**TASK STATEMENT**
Answer these from the text below:
(a) Which beer does the Center Street Public House serve?
(b) What period does the updated paramedic response time data on the Post 53 web site cover?
(c) On average, how much does starting the clock when CMED receives the call add to the response time?

**SELECTED TEXT**
# # # # # # #

Yesterday was Thursday and my wife, my 96 year old aunt and I went to have a late lunch at the Center Street Public House which is located on the site of the former Backstreet’s. This pub serves Ballantine Ale and I enjoyed a couple. Please note that my wife had ice tea and drove home. On the large screen TV the Yankees were playing Detroit in a frigid Detroit. This was an actual day game on a Thursday. I really haven’t followed baseball since the steroid scandal but I have always been a Yankee fan and remain one today. My aunt has also been a Yankee fan almost dating back to the day when they were called the Highlanders. As I sat there, drinking a Ballantine Ale and watching a Yankee game, I imagined Mel Alen doing the play by play. There was no sound on the big screen TV and I was glad Mel was there to do the play by play. Most of you will have no idea what I am talking about so I would suggest googling Mel Allen, the Yankees and Balantine Ale. I would also recommend having a Ballantine Ale at the Center Street Public House.

Walter Casey

When to Start the Clock?

I had not reviewed the Post 53 web site in some time so I just took a look. The paramedic response time data was updated to the period from January through March 2015. Interestingly, there was the following statement: “All response time data is measured from the time the service is dispatched by CMED.” I don’t recall Post acknowledging before this that the response time clock starts when the paramedics receive the call from CMED. Of course, I discovered and disclosed that starting the clock running when CMED receives the call adds, on average, about four minutes to the response time. Neither of these response times starts when Darien PD first receives the 911 which is when the clock should start running. To my knowledge that starting time is not available. I am glad to see Post 53 is finally starting to be at least a little transparent.

# # # # # # #

**SUPPLIED RECORDS**
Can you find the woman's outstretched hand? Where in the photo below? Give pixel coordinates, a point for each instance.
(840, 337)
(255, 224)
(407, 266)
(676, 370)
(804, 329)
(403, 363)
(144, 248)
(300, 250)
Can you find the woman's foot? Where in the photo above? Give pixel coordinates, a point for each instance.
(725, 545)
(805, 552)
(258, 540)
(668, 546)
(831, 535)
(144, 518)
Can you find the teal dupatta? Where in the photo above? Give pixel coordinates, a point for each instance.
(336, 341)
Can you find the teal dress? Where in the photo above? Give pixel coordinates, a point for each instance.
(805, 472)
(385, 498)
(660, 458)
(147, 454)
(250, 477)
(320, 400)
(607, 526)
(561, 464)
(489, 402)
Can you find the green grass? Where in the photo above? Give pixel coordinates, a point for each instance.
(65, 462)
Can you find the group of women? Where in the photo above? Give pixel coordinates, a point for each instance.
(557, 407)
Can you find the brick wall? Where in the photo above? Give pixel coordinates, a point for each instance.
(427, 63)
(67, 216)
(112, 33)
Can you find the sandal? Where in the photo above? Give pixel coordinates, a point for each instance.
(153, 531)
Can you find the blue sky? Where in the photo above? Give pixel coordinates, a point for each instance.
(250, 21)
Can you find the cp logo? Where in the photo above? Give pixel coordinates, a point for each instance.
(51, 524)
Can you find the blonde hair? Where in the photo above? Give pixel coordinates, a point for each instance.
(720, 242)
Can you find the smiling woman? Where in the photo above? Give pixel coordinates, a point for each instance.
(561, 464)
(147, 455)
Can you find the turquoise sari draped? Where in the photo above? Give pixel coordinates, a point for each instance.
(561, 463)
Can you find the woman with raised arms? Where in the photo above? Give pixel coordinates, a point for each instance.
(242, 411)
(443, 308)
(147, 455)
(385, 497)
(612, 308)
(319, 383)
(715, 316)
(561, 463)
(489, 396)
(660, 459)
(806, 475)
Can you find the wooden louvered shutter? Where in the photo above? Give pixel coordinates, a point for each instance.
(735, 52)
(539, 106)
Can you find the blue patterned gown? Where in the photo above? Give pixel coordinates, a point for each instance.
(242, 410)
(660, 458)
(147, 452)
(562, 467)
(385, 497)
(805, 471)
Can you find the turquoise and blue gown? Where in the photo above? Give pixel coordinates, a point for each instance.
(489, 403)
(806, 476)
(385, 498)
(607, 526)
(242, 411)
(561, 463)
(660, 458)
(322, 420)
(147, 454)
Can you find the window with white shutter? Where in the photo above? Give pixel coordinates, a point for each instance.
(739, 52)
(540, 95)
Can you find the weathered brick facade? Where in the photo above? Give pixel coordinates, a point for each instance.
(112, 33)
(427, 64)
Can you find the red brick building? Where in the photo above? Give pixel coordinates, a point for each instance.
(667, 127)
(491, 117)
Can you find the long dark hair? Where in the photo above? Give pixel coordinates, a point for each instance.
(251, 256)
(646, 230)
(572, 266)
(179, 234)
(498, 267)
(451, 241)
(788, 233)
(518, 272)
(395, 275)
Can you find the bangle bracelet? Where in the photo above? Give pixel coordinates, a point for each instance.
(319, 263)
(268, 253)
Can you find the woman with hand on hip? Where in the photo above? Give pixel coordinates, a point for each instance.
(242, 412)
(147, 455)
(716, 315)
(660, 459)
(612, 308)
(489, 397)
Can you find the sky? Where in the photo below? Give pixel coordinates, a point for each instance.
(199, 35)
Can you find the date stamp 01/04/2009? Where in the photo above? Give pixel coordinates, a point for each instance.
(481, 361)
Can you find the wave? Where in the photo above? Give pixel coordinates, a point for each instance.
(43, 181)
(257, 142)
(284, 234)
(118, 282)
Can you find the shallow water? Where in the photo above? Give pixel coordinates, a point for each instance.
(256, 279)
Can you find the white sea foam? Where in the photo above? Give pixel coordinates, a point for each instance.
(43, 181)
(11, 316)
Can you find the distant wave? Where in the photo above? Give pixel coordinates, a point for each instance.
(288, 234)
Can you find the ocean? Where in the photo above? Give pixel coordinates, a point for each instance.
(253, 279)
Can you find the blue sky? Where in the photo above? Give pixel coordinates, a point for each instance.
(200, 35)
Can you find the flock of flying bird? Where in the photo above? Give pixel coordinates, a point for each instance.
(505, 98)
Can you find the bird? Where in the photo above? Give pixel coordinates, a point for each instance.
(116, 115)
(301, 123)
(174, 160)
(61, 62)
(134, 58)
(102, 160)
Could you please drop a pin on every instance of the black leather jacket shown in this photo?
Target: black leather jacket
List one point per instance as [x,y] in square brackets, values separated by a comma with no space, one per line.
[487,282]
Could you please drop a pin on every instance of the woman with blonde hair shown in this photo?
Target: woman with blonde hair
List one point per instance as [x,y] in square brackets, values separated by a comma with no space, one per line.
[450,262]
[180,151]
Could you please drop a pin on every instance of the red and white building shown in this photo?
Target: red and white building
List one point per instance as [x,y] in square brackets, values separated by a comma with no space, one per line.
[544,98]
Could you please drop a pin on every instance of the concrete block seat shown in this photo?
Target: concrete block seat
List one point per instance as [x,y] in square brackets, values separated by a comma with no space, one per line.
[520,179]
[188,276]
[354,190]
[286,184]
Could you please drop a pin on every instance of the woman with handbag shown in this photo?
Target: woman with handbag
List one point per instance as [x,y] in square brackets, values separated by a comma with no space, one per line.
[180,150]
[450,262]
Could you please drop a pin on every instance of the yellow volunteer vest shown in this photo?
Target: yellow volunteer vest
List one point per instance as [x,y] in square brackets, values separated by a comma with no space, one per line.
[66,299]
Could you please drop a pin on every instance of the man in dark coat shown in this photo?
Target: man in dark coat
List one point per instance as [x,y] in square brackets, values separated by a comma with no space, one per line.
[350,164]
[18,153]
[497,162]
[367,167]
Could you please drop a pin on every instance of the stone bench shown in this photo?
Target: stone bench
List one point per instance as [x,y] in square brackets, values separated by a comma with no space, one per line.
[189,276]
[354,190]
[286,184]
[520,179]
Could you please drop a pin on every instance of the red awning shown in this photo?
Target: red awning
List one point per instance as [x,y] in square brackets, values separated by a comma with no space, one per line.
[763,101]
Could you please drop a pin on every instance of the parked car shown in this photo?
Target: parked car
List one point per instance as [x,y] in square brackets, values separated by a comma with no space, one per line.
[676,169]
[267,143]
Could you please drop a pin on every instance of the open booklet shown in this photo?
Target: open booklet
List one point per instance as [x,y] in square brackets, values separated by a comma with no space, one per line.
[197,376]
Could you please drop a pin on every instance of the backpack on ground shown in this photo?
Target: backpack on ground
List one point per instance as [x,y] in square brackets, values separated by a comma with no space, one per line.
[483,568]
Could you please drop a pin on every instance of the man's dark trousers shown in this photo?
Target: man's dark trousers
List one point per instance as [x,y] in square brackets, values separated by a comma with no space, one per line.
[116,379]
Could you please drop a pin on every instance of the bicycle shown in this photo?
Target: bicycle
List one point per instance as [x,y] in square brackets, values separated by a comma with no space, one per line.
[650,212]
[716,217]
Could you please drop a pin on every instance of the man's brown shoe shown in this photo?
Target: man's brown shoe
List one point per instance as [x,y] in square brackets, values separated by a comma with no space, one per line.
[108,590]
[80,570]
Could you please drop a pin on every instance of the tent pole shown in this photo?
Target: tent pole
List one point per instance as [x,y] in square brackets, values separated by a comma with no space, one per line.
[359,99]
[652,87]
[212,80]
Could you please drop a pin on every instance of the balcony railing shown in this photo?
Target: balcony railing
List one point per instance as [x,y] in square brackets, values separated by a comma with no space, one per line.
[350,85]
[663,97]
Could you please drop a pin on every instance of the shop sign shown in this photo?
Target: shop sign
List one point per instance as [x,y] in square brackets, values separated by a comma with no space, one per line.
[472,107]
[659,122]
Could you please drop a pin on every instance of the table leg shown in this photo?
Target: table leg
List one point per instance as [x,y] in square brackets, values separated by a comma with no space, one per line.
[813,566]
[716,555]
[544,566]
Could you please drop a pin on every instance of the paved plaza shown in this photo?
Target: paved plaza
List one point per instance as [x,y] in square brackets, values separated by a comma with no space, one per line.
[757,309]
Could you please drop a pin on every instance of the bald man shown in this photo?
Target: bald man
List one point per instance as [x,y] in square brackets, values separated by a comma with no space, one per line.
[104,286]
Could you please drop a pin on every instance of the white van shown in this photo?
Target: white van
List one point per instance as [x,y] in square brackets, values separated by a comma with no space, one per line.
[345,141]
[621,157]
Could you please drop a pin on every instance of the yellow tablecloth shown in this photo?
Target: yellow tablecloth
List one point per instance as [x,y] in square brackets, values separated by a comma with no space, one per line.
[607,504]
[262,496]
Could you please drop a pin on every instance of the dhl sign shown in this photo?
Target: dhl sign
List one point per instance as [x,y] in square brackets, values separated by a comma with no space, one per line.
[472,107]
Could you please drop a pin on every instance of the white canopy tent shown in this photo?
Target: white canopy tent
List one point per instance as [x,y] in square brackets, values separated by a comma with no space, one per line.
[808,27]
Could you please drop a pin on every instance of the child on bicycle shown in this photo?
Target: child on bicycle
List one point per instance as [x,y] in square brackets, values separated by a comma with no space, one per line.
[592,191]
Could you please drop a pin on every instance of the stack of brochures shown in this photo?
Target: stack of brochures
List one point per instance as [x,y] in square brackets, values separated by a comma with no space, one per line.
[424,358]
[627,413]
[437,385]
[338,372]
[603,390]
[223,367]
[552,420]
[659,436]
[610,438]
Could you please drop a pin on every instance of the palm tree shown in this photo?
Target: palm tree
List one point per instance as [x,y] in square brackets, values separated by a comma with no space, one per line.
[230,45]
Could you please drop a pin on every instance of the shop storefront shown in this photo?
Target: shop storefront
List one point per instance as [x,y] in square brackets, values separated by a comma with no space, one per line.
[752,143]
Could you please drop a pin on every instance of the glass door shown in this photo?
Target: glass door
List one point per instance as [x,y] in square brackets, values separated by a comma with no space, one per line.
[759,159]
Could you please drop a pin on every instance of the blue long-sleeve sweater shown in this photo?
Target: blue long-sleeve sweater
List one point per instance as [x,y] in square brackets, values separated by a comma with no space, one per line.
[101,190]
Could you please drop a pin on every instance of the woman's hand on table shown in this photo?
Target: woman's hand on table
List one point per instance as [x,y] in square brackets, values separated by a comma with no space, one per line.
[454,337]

# # # # # # #

**OUTPUT BELOW**
(a) Ballantine Ale
(b) January through March 2015
(c) About four minutes